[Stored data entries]
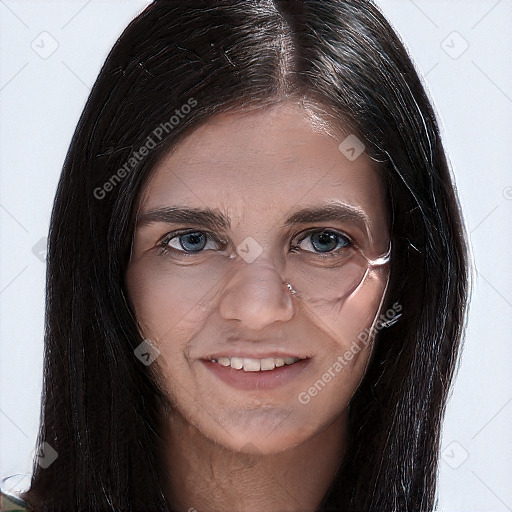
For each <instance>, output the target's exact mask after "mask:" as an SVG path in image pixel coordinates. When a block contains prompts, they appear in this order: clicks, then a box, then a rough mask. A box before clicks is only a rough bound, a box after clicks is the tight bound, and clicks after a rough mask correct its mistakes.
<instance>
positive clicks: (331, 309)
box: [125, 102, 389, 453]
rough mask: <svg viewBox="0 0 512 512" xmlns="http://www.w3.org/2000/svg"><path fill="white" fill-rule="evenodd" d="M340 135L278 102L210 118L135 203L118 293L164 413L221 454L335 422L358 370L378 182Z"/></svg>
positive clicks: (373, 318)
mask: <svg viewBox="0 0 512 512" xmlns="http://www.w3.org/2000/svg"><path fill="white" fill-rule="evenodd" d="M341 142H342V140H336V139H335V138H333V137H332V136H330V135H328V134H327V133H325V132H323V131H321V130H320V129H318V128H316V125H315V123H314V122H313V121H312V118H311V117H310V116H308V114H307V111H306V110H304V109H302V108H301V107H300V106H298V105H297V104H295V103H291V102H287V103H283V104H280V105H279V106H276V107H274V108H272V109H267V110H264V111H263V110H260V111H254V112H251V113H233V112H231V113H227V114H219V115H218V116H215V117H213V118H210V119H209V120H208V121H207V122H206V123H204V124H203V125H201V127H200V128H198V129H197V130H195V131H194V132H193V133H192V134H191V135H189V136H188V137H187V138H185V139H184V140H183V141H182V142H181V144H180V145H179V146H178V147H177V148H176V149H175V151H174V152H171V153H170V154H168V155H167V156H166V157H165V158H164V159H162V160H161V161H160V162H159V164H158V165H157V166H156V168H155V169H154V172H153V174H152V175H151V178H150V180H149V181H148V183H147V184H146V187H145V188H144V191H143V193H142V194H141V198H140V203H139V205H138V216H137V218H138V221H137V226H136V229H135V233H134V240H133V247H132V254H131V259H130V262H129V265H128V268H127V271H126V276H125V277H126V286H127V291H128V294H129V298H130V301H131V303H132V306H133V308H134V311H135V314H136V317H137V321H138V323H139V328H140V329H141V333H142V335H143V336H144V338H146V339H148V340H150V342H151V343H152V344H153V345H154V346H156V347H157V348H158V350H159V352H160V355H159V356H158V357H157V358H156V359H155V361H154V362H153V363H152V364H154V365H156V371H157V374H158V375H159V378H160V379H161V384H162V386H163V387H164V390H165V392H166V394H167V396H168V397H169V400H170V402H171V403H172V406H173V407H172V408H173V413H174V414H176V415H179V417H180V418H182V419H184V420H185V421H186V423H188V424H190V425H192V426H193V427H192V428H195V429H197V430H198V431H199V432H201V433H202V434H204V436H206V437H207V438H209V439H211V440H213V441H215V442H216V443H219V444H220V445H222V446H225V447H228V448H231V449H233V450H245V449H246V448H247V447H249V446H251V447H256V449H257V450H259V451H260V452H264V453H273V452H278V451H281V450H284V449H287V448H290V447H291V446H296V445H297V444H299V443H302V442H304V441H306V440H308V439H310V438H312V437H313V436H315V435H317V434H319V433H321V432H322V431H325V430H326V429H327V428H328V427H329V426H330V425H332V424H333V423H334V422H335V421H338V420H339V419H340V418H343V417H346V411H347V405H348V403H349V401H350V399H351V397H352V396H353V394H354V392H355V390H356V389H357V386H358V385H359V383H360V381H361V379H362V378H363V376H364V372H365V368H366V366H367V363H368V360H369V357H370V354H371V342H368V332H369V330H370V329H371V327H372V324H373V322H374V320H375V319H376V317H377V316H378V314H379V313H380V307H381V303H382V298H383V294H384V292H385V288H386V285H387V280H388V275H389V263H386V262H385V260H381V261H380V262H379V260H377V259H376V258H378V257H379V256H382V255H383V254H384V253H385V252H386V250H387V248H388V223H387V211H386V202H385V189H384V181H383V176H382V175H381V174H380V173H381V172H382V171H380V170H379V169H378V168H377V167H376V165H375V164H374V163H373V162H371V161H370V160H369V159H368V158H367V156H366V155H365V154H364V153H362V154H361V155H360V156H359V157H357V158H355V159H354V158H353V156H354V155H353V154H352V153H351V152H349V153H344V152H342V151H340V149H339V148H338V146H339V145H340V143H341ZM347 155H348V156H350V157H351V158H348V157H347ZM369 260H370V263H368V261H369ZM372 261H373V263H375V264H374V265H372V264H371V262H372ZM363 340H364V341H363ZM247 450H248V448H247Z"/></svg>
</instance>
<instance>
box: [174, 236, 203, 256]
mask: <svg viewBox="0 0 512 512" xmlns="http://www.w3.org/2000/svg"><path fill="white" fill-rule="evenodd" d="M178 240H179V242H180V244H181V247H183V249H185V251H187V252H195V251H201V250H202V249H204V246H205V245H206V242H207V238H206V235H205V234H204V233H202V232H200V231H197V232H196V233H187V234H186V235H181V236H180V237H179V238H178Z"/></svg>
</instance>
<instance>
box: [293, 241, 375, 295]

--

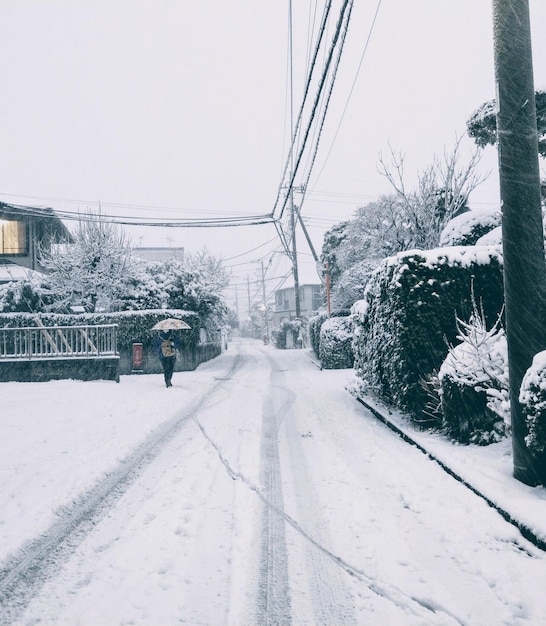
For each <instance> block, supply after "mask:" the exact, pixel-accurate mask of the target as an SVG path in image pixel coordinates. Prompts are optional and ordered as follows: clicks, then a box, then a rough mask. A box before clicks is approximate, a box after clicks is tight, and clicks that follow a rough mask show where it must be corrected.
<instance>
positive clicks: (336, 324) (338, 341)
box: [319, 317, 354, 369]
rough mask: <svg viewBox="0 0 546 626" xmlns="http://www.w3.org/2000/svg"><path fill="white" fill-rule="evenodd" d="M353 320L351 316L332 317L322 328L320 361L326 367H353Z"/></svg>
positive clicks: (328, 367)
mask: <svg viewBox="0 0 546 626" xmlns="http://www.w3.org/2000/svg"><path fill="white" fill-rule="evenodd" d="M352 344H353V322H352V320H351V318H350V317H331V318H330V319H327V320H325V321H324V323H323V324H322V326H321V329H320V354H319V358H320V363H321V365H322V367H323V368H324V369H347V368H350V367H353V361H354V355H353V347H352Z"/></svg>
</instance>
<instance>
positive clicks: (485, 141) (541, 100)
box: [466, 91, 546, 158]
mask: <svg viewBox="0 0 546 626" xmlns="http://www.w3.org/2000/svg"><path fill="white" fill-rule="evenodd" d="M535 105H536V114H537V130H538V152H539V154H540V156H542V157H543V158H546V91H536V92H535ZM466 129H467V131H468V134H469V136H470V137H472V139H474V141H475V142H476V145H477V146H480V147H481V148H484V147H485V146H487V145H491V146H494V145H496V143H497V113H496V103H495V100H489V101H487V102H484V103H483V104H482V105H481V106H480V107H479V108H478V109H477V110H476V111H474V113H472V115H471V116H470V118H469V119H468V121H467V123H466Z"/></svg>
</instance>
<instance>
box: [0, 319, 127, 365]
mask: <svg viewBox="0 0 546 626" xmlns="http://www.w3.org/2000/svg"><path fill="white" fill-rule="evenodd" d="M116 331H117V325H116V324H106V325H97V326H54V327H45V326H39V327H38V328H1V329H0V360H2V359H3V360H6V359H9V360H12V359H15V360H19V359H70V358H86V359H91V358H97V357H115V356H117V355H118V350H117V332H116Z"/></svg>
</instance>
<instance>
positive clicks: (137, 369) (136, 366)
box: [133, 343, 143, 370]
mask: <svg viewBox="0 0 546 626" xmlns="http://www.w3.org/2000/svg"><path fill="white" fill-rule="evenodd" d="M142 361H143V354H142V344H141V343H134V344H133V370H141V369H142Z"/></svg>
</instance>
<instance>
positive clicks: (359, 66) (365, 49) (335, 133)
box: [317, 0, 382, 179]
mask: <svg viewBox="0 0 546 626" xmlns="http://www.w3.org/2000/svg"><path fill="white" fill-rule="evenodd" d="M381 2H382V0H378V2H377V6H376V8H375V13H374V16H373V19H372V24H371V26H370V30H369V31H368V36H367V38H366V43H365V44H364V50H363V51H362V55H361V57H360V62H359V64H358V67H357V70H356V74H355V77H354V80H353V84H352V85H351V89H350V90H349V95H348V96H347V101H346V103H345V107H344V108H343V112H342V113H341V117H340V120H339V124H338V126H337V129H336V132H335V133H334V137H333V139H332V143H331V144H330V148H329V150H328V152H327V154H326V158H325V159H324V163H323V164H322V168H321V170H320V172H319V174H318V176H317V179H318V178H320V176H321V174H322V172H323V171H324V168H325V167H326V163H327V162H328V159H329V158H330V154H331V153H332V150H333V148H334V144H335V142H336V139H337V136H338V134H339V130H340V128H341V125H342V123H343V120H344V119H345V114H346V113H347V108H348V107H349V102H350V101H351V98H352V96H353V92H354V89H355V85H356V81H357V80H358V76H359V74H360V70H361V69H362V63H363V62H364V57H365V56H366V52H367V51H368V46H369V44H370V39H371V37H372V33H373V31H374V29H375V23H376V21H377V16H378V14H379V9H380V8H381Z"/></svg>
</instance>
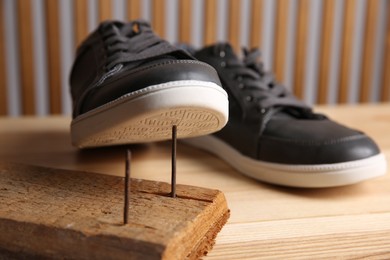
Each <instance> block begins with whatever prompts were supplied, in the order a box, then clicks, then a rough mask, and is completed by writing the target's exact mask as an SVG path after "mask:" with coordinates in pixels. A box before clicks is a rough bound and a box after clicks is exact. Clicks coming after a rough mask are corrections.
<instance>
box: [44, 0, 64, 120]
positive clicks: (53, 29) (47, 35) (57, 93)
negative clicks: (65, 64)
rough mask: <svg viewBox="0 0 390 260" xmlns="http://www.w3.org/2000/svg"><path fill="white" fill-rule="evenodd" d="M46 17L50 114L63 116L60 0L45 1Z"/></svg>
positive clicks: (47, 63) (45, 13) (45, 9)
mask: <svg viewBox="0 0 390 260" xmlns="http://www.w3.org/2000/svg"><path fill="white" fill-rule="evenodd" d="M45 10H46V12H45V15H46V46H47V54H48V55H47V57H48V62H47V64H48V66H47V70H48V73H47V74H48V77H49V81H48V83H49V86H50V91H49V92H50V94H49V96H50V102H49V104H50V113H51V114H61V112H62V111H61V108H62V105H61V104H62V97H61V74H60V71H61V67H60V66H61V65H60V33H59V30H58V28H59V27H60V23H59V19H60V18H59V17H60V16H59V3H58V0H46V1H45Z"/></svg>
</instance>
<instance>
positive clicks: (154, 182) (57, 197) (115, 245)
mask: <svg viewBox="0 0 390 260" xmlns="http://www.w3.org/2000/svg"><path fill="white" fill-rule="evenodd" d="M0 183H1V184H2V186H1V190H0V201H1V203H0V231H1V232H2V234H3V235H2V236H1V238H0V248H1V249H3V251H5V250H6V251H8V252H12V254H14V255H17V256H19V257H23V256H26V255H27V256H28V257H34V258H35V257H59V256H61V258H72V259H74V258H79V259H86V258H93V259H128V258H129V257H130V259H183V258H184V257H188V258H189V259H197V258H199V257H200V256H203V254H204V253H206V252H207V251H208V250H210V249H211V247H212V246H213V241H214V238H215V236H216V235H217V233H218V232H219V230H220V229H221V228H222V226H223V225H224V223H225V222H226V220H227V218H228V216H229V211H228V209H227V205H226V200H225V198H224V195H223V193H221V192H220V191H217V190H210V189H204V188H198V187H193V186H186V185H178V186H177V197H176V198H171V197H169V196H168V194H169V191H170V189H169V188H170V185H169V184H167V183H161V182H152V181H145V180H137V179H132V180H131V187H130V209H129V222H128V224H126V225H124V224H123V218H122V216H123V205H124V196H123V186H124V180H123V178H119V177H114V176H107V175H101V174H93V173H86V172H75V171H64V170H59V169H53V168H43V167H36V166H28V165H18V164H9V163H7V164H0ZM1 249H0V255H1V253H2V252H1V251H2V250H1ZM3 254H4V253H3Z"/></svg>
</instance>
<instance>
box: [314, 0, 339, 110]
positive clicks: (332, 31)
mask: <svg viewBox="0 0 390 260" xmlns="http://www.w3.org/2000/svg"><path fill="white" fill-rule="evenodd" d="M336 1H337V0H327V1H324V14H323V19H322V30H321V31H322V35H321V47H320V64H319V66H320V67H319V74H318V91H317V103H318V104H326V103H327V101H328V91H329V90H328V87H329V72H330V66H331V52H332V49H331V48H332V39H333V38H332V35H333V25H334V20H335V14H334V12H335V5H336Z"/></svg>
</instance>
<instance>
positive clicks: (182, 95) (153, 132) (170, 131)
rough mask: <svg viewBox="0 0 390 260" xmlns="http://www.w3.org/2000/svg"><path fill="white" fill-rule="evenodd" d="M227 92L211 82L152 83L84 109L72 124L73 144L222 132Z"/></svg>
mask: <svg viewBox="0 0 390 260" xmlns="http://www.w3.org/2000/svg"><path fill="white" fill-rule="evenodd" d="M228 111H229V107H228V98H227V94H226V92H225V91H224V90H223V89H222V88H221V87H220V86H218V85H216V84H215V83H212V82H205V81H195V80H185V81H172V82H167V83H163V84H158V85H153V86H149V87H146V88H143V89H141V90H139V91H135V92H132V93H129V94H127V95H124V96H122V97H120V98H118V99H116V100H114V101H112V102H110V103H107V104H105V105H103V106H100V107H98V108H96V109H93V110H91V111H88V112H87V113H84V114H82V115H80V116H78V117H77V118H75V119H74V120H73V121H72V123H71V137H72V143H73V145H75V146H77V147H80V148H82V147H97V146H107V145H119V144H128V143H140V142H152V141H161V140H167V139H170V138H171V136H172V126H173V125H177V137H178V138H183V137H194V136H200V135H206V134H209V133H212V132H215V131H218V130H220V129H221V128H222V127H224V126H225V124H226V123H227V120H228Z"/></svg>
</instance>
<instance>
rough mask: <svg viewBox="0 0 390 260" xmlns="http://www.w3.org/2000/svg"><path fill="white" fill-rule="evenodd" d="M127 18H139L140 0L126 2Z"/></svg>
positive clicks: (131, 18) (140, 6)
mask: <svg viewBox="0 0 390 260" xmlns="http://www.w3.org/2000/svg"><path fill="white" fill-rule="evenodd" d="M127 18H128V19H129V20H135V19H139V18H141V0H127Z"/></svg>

• TO DO: Above are the lines; repeat exactly the ones from the line containing "positive clicks: (336, 324) (338, 341)" down to the line containing "positive clicks: (137, 369) (136, 366)", both inclusive.

• SOLUTION TO THIS TASK:
positive clicks: (336, 324) (338, 341)
box: [319, 317, 354, 369]
rough mask: <svg viewBox="0 0 546 626" xmlns="http://www.w3.org/2000/svg"><path fill="white" fill-rule="evenodd" d="M353 320L351 316L332 317L322 328L320 361L326 367H353Z"/></svg>
positive clicks: (328, 367)
mask: <svg viewBox="0 0 546 626" xmlns="http://www.w3.org/2000/svg"><path fill="white" fill-rule="evenodd" d="M352 344H353V322H352V320H351V318H350V317H331V318H330V319H327V320H325V321H324V323H323V324H322V326H321V329H320V354H319V358H320V363H321V365H322V367H323V368H324V369H347V368H350V367H353V361H354V355H353V347H352Z"/></svg>
</instance>
<instance>
positive clicks: (485, 141) (541, 100)
box: [466, 91, 546, 158]
mask: <svg viewBox="0 0 546 626" xmlns="http://www.w3.org/2000/svg"><path fill="white" fill-rule="evenodd" d="M535 105H536V114H537V130H538V152H539V154H540V156H542V157H543V158H546V91H536V92H535ZM466 129H467V131H468V134H469V136H470V137H472V139H474V141H475V142H476V145H477V146H480V147H481V148H484V147H485V146H487V145H491V146H494V145H496V143H497V113H496V103H495V100H489V101H487V102H484V103H483V104H482V105H481V106H480V107H479V108H478V109H477V110H476V111H474V113H472V115H471V116H470V118H469V119H468V121H467V123H466Z"/></svg>
</instance>
<instance>
box: [0, 319, 127, 365]
mask: <svg viewBox="0 0 546 626" xmlns="http://www.w3.org/2000/svg"><path fill="white" fill-rule="evenodd" d="M116 331H117V325H116V324H106V325H97V326H54V327H45V326H39V327H38V328H1V329H0V360H2V359H3V360H6V359H9V360H12V359H15V360H19V359H70V358H86V359H91V358H97V357H115V356H117V355H118V350H117V332H116Z"/></svg>
</instance>
<instance>
positive clicks: (137, 369) (136, 366)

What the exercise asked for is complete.